EXERCISE DIRECTIONS: Go through the entries below and collect each line with the string "kitchen" in it.

Dataset records:

☆ ☆ ☆ ☆

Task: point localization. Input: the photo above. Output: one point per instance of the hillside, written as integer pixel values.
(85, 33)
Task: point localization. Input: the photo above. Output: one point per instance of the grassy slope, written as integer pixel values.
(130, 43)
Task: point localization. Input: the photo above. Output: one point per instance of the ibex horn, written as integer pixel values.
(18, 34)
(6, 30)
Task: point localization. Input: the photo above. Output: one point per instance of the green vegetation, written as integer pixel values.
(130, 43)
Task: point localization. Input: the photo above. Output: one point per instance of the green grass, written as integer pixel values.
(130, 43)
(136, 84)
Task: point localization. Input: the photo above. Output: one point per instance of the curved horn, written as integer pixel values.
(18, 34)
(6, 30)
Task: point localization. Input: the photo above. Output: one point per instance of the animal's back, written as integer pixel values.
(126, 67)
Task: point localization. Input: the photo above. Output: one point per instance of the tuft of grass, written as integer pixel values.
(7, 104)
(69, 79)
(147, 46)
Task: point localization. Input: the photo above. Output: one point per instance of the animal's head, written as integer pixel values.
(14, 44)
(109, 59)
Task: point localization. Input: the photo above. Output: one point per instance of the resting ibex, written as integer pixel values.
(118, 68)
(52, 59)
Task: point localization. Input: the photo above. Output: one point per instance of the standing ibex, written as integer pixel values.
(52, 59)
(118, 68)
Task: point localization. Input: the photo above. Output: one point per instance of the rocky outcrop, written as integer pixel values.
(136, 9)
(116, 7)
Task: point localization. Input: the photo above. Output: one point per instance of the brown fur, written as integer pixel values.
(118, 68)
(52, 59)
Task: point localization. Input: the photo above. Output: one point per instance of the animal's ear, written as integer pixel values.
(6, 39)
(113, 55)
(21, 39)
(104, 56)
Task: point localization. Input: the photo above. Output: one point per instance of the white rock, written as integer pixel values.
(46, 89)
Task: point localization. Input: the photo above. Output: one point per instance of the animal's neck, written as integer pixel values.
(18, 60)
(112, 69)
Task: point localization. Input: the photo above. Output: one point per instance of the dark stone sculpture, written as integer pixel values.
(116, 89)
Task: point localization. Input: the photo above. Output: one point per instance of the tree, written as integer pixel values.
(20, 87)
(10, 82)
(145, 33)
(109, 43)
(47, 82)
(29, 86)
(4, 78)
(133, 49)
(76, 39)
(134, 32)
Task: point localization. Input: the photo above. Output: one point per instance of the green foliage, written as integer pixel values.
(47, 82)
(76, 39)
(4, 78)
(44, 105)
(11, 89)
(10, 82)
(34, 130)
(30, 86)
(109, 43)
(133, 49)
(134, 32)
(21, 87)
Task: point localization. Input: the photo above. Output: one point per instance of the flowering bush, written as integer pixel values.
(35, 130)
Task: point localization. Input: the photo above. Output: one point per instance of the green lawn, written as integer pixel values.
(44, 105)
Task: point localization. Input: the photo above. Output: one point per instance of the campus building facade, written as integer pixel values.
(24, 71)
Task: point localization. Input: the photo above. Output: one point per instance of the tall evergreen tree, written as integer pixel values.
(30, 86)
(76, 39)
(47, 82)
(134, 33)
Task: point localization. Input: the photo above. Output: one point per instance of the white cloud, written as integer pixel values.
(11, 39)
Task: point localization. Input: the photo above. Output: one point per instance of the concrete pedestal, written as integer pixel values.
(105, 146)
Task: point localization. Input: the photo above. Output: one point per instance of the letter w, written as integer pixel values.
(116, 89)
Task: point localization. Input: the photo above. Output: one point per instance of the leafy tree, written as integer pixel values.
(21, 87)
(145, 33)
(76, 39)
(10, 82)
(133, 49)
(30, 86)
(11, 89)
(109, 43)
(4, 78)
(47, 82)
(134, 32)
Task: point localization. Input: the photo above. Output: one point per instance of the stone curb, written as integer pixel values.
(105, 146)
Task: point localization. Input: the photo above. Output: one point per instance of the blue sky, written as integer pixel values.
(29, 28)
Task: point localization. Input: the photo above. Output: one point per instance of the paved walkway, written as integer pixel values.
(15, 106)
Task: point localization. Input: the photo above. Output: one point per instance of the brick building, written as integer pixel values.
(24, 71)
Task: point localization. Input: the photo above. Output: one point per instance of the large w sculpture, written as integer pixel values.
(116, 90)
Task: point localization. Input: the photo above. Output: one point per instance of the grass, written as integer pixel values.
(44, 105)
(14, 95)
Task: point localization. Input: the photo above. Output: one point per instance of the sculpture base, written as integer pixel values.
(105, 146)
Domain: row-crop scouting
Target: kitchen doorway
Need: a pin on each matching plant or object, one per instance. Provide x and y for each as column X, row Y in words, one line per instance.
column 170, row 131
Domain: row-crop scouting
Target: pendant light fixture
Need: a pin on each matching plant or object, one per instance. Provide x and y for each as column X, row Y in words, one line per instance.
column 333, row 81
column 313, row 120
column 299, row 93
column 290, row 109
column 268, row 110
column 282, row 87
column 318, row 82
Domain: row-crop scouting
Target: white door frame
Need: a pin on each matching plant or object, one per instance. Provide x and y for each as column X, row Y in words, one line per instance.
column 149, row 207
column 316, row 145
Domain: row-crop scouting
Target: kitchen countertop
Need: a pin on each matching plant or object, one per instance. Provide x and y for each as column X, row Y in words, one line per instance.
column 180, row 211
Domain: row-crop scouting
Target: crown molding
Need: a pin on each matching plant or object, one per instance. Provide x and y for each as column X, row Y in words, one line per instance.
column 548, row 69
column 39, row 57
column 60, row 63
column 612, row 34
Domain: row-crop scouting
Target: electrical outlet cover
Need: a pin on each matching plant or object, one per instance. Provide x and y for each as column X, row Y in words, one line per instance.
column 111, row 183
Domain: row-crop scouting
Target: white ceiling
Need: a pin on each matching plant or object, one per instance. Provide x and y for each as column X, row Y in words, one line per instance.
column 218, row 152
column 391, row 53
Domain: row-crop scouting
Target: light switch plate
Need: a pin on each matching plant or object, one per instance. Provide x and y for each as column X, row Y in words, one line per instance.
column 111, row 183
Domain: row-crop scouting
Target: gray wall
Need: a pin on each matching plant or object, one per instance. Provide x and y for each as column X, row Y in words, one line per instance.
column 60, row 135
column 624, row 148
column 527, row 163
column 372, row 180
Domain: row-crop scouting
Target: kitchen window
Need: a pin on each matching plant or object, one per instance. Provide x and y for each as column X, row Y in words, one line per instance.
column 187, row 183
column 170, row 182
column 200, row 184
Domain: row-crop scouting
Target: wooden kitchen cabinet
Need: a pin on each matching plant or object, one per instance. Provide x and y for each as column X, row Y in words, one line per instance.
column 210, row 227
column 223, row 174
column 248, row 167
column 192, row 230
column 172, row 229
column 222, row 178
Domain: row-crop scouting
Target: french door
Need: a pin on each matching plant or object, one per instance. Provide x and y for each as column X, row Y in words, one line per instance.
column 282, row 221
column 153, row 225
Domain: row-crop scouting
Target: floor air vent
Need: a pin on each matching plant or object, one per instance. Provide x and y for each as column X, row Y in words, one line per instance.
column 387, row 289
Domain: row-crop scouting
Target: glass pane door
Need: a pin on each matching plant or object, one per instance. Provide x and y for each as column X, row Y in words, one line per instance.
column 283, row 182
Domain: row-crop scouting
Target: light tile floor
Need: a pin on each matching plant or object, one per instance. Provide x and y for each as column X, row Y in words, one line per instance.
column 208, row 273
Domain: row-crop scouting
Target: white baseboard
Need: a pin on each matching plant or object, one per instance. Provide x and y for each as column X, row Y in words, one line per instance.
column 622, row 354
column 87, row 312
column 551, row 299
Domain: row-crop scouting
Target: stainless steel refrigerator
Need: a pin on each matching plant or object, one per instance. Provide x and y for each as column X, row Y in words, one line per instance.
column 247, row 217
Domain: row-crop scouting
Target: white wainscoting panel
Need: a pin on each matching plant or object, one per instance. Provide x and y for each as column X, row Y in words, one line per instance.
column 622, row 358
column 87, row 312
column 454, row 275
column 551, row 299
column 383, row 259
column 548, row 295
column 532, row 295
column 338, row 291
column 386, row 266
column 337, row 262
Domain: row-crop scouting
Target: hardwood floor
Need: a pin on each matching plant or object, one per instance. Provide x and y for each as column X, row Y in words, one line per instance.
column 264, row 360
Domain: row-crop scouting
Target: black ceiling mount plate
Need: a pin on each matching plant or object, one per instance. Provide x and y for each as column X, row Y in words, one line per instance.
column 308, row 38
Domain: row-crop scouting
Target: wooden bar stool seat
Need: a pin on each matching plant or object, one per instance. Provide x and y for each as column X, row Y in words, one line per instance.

☆ ☆ ☆ ☆

RESPONSE FOR THIS EXERCISE:
Target: kitchen doorway
Target: kitchen countertop
Target: kitchen window
Target: wooden kitchen cabinet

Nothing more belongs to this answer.